**EXCERPT TO READ:**
How to make an office seating plan


How to make an office seating plan

Whether you’re in need of an office shake-up, are downsizing or relocating, you need an immaculate office seating plan behind you. And there are quite a few things to consider when creating one that will satisfy both a business and employee perspective. 

For instance, you need to start by considering that in a recent Savills report, around 32% of workers said their office design layout affected their productivity negatively. And 45% of workers also said that their productivity was harmed due to hot-desking.

That’s quite a lot of employees being directly affected by their work environments and office layouts and begs the question; how productive and thoughtful is your office seating arrangement as it is, or rather could be? Here are some things you should consider.

Organising departments and close-knit teams

You need to start by addressing your individual departments and understanding which ones work closely together. Maybe you have a social media team and content team who are always in each other’s areas working on tasks. Or, perhaps a new team is forming that needs the right place to work at their most productive level. With a regular department and team review, you can always be on the ball to maintain maximum productivity across the board, improving communications and workflow. Simply jot down names and teams on your office plan, or on the computer or tablet (whatever the design method you use), and start to test it out. 

Understand your employees

Whilst it may remind you of school when arranging a seating plan based on personalities, it’s actually an important thing to consider when putting together an effective office seating plan. If you’re all about office culture, it’s certainly something to think about. Arranging by personality is best done in a sensitive manner and through understanding each floor of the business. You can find this out by chatting with those who have good overseeing eyes. 

You may have some workers who work best in quieter areas with minimal disruption and some who need to bounce ideas off others. Make sure your seating plan takes into account different workers’ needs, as this can do so much good for your business and can keep workers happy.

Think about comfort

Concerning the physical and practical nature of your business, you should produce a seating plan that aims to make each and every staff member as comfortable as can be. Have standards slipped slightly in the daily hubbub of office life? Or, maybe you have never noticed there was a desk right near the air conditioning, or one directly next to a permanently-on radiator. This is why you should include equipment, features, systems, doorways and storage when making your plan, as it highlights areas that could cause discomfort, contain safety hazards or affect workers’ wellbeing. You should also monitor office lighting and workstation set-ups to make sure all of your employees are working safely and healthily. For instance, is a certain lamp causing screen glares? Even noticing office features like lighting can help you arrange comfortable layouts.

Rotations for the window seat or ‘luxury’ seats

You need to be aware of any preferred or ‘luxury’ seats in your workplace. For instance, you may have one window seat that overlooks a vista, lucky you! Or, rather, lucky employee! Whether you like it or not, you will probably have quite a few green-eyed staff members who covet this particular spot. One solution to help create a fairer seating arrangement is to offer a rotation where everyone gets a chance to work at the ‘golden desk’. 

It all depends on the office dynamic and your departments of course, but if each employee gets a day to work there, it could work and boost staff morale. Alternatively, you could reserve it for senior staff members and leave it at that, or maybe you could use it as a staff incentive – maybe the sales star of the week could win that seat for the following week.

Open plan or closed off?

**PROVIDED MATERIAL:**
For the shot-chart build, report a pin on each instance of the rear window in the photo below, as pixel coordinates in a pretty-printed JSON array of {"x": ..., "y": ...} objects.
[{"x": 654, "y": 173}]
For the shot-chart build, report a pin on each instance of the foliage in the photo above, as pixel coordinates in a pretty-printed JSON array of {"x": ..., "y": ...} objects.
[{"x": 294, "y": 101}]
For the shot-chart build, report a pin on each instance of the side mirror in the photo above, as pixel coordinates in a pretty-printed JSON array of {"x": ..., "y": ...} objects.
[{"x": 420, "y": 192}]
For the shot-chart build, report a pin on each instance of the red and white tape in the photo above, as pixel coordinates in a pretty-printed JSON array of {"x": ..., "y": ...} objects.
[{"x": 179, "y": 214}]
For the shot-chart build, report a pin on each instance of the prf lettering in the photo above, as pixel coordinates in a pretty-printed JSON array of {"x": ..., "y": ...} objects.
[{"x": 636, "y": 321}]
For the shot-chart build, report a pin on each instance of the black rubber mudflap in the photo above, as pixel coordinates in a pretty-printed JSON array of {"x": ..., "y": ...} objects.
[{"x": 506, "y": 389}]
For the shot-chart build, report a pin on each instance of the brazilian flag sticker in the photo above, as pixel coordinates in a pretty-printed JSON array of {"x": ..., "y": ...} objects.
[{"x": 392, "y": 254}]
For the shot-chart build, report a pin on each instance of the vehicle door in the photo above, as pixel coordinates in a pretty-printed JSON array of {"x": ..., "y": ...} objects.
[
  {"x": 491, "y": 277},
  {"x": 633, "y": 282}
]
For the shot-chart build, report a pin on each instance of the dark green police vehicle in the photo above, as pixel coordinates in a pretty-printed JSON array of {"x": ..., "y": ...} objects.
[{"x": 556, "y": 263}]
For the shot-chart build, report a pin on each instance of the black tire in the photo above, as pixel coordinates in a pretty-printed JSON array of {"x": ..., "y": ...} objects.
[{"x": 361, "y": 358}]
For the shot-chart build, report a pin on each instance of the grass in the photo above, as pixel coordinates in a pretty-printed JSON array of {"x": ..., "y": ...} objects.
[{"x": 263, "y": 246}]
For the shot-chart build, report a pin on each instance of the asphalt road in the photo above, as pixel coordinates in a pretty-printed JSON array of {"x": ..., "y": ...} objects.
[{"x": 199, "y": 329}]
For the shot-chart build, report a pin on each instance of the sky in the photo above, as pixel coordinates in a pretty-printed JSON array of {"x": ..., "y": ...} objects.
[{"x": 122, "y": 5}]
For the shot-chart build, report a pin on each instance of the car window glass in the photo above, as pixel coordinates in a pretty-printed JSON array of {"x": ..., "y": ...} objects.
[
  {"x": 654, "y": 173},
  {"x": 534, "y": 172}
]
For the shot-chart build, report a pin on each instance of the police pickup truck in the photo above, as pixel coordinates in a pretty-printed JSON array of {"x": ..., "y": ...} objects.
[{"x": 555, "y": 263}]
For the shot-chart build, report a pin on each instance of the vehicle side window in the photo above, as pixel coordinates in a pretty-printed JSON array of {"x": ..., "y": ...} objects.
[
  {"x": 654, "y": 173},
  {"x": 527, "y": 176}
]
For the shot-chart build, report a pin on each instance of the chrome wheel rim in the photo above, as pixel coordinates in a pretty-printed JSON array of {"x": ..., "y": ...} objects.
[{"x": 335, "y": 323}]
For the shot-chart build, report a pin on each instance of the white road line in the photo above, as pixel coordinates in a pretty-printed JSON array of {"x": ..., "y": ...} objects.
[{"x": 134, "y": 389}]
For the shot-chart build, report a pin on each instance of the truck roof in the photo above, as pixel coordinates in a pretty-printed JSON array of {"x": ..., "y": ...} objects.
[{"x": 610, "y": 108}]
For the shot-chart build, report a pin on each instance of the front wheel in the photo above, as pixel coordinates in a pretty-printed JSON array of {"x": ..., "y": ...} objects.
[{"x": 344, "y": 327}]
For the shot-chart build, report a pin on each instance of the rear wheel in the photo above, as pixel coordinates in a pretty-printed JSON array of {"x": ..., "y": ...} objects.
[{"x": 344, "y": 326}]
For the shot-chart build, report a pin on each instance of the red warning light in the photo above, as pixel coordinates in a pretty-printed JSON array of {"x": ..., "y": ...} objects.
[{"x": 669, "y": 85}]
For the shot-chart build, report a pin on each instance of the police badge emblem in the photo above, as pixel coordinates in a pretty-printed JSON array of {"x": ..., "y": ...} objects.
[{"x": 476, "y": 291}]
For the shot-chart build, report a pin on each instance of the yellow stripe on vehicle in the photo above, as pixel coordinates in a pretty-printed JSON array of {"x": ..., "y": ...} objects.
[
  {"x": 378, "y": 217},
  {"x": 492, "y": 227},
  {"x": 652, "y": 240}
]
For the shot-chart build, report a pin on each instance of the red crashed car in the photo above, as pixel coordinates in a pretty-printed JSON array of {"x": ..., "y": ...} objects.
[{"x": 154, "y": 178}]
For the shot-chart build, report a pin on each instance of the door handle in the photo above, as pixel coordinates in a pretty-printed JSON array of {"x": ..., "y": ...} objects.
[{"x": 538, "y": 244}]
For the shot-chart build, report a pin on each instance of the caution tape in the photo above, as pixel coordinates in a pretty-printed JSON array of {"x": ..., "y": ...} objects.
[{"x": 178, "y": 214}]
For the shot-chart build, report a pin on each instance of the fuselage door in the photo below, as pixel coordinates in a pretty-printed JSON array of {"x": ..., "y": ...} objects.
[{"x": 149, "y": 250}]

**WORK TO DO:** In the office seating plan article, what share of workers said hot-desking harmed their productivity?

**ANSWER TO THIS EXERCISE:** 45% of workers